> **GIVEN PROBLEM**
Please reproduce the records below word for word, starting at the line that contains "Target: street lamp" and ending with the last line of the records.

== EXERCISE DATA

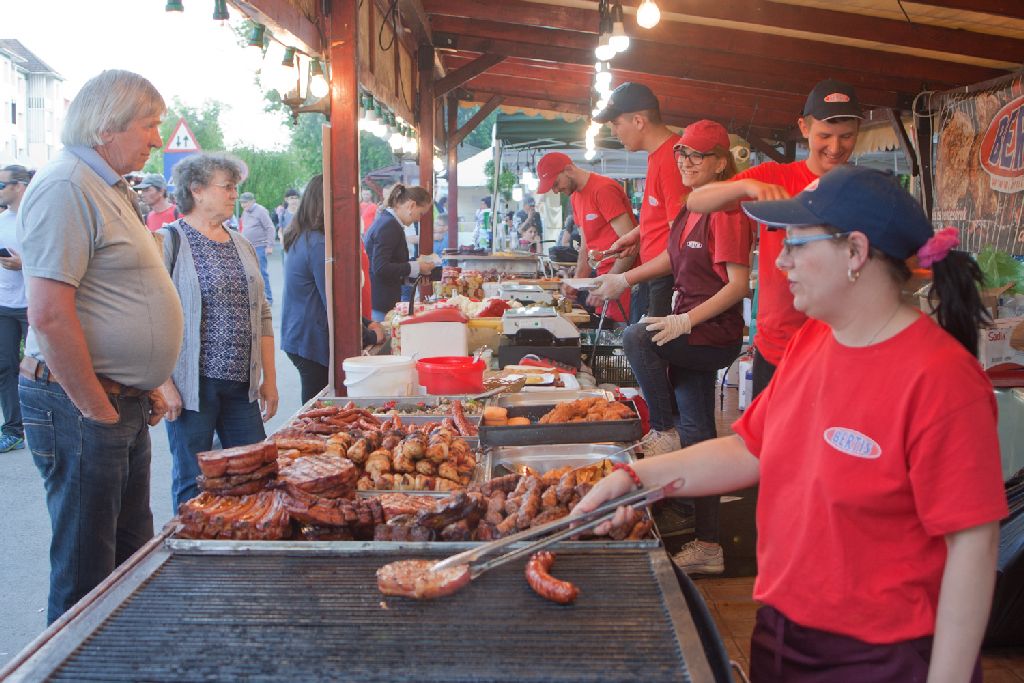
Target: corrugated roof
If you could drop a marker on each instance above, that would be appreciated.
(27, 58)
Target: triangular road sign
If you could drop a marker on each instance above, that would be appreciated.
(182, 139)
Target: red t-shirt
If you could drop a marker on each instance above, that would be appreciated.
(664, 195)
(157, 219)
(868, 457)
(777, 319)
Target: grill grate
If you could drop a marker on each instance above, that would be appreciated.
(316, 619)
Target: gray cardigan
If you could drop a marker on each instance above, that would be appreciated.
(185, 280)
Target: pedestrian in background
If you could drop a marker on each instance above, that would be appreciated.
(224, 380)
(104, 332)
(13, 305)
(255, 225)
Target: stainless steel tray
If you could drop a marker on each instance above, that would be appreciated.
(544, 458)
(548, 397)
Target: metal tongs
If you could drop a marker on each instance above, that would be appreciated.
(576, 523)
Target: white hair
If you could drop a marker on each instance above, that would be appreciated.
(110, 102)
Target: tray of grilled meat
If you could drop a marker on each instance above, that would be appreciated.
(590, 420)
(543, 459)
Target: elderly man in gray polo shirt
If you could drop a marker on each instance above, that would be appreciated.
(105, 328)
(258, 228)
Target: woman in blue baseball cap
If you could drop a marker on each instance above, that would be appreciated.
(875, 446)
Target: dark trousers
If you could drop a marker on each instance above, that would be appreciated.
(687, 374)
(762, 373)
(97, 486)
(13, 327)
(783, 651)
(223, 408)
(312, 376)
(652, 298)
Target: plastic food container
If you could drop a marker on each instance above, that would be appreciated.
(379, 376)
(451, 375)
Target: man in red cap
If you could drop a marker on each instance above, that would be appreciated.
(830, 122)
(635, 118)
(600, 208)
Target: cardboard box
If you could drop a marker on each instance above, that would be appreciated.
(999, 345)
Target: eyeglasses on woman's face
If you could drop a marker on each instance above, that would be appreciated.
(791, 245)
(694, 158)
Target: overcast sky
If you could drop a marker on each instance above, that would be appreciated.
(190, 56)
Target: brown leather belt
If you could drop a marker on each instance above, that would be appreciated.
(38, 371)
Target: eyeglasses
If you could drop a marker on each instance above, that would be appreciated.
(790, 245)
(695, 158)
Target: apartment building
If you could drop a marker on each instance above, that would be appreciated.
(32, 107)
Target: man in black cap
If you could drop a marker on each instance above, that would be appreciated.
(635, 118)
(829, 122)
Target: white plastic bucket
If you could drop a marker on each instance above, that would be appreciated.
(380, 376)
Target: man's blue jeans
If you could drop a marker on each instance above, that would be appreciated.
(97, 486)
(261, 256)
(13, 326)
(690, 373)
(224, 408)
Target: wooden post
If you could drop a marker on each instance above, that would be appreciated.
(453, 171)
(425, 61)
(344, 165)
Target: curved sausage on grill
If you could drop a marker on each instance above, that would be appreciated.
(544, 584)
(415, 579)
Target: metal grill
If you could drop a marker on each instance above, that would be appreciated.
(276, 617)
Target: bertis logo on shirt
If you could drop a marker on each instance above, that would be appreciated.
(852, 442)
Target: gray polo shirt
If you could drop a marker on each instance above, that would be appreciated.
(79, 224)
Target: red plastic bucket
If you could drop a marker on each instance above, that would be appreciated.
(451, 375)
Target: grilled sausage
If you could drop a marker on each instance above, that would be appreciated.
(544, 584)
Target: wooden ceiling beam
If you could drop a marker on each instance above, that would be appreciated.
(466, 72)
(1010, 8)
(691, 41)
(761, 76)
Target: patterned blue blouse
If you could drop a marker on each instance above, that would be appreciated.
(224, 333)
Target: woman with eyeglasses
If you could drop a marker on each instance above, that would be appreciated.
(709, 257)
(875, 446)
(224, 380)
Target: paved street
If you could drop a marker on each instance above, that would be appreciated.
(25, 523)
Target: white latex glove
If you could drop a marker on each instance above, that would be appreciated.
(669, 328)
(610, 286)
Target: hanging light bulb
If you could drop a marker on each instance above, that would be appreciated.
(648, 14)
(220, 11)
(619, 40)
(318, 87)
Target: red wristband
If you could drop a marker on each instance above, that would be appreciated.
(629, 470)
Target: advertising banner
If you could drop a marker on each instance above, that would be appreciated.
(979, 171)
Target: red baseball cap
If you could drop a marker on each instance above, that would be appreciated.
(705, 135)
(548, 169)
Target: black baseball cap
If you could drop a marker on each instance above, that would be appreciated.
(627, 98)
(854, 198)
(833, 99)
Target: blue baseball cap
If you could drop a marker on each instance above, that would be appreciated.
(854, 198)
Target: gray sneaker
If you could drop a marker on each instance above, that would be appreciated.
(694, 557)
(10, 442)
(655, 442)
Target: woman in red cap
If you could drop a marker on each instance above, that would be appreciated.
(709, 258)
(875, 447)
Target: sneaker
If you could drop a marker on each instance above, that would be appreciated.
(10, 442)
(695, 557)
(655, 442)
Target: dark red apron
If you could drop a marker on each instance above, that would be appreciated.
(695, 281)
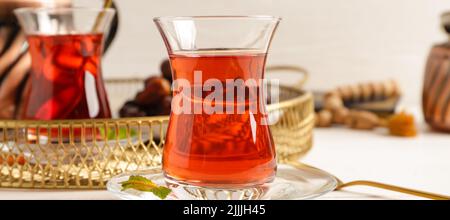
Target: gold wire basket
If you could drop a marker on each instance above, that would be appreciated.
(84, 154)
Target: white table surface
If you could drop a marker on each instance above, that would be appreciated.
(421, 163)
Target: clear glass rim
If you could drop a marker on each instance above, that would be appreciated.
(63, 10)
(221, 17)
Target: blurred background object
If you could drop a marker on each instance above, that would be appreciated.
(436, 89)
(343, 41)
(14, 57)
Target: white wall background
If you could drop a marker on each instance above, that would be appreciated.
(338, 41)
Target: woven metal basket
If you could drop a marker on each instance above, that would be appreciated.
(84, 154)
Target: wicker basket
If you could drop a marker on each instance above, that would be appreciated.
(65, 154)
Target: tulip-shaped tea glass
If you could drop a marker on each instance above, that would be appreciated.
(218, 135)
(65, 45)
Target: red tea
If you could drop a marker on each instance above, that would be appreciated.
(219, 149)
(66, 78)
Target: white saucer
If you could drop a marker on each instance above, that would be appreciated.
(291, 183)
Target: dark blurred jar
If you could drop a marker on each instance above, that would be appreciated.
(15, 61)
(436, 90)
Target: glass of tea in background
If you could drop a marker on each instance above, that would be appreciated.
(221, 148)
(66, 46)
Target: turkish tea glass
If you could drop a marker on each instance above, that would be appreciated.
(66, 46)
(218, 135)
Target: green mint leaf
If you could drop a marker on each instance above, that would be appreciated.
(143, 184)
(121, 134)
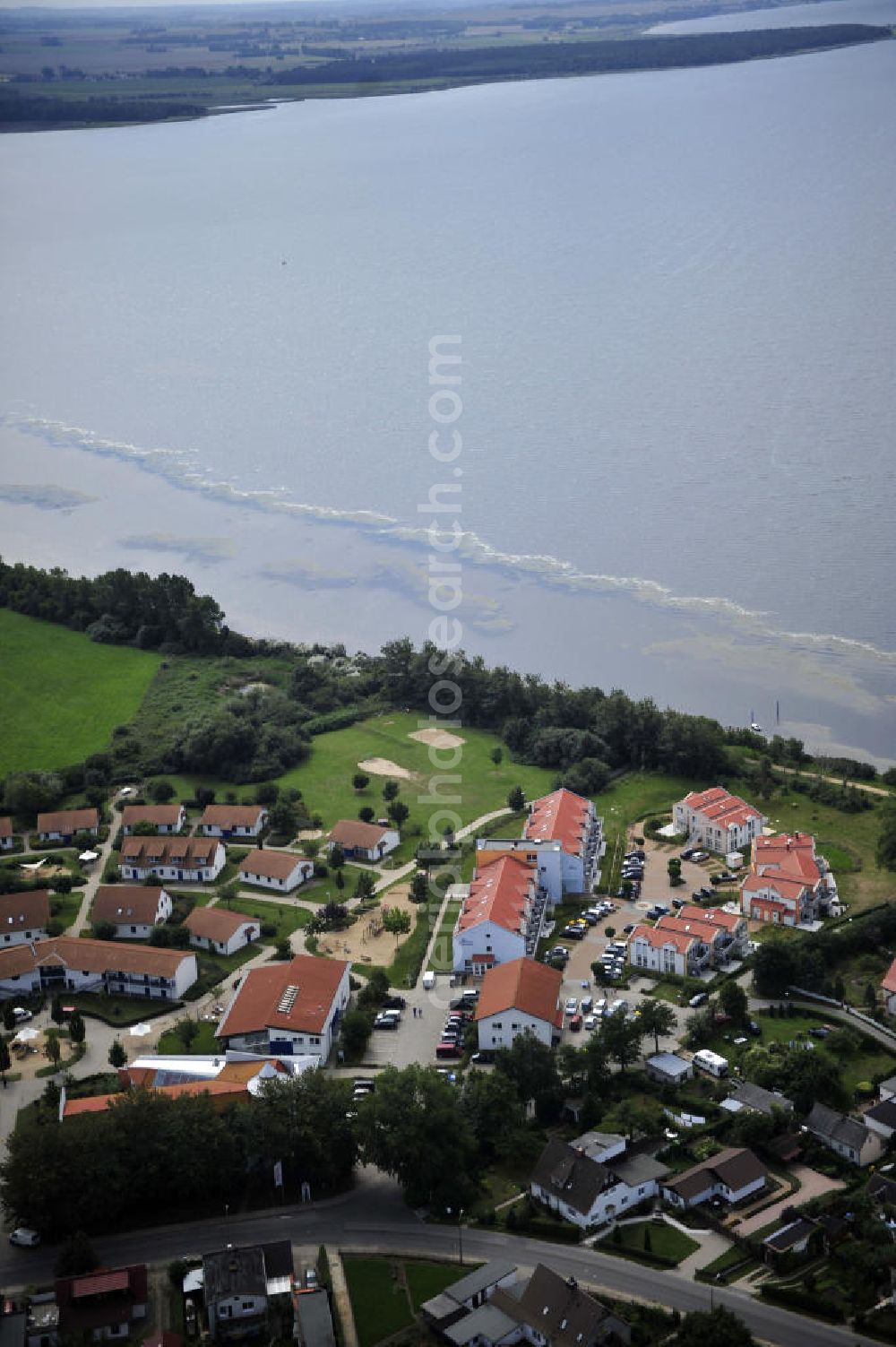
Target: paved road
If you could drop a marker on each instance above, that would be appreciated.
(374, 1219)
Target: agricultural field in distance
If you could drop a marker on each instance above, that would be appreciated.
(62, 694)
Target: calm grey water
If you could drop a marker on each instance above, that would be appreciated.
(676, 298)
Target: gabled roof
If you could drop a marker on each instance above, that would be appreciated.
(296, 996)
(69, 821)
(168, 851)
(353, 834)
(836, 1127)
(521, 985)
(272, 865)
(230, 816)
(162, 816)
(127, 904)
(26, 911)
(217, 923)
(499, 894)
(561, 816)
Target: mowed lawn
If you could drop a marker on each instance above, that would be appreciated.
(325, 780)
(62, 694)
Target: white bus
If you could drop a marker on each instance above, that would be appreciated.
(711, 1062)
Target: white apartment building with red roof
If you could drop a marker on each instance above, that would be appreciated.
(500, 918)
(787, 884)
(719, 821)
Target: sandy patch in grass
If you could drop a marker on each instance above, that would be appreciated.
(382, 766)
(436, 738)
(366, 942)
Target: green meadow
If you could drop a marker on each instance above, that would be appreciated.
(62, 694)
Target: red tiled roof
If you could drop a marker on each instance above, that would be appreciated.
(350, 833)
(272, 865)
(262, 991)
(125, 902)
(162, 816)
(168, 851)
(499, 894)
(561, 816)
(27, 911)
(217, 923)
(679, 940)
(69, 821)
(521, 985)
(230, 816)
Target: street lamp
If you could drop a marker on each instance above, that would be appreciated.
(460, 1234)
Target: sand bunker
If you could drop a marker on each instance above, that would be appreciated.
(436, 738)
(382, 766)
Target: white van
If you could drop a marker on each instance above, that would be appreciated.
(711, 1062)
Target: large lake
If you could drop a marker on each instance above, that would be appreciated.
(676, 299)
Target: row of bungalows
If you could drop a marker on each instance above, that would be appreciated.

====

> **COMPLETE RESPONSE**
Target: street lamp
If you could drop a marker on each instance above, that would be appreciated.
(460, 1234)
Target: sand bunker
If you could drop a marker on each instance above, that would be appreciated.
(436, 738)
(382, 766)
Target: white van
If you could drop a marker on each instance above, that would be appreciated.
(711, 1062)
Target: large lake
If you could drop a marker on each instance above, that would be appreciated.
(676, 299)
Target: row of bungalows
If you could drop a marker on each instance above, that would be appreciated.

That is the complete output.